**WHAT IS BEING ASKED:**
Locate each line in the entries that contains the word "vanity" and copy those lines out in full.

**EXTRACTED DATA:**

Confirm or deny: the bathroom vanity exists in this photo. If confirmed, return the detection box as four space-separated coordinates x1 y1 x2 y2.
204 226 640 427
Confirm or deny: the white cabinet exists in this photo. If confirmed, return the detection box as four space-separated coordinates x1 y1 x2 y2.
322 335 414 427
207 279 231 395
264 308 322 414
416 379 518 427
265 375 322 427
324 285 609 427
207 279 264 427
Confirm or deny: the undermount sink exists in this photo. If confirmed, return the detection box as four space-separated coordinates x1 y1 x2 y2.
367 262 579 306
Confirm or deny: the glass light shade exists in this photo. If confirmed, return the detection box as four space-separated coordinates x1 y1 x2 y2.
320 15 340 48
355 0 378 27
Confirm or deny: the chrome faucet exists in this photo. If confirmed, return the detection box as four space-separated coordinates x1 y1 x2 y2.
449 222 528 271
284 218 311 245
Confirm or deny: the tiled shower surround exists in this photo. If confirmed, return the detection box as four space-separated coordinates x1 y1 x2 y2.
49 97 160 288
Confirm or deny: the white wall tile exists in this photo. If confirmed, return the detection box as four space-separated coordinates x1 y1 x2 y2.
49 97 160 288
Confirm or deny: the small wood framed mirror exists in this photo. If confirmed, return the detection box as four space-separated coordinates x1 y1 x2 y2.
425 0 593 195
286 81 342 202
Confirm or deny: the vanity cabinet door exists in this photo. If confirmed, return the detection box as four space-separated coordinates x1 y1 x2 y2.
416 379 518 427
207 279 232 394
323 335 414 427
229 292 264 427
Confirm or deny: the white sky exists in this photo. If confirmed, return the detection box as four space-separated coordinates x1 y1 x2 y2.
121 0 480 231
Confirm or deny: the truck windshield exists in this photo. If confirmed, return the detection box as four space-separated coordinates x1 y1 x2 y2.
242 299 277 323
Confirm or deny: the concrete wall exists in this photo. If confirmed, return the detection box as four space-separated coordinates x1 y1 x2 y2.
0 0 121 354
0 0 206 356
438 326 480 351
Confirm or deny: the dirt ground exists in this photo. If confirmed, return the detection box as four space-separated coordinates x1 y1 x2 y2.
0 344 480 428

**PROBLEM SOLUTION:**
Confirm or deny: the bathroom vanity exists in this photo. If confirmed, return the detection box as four space-separated coordinates x1 y1 x2 y2.
Confirm or deny: the vanity cabinet door exists in this photo. If confirmed, return the detection box as four space-separated coordinates x1 y1 x2 y2.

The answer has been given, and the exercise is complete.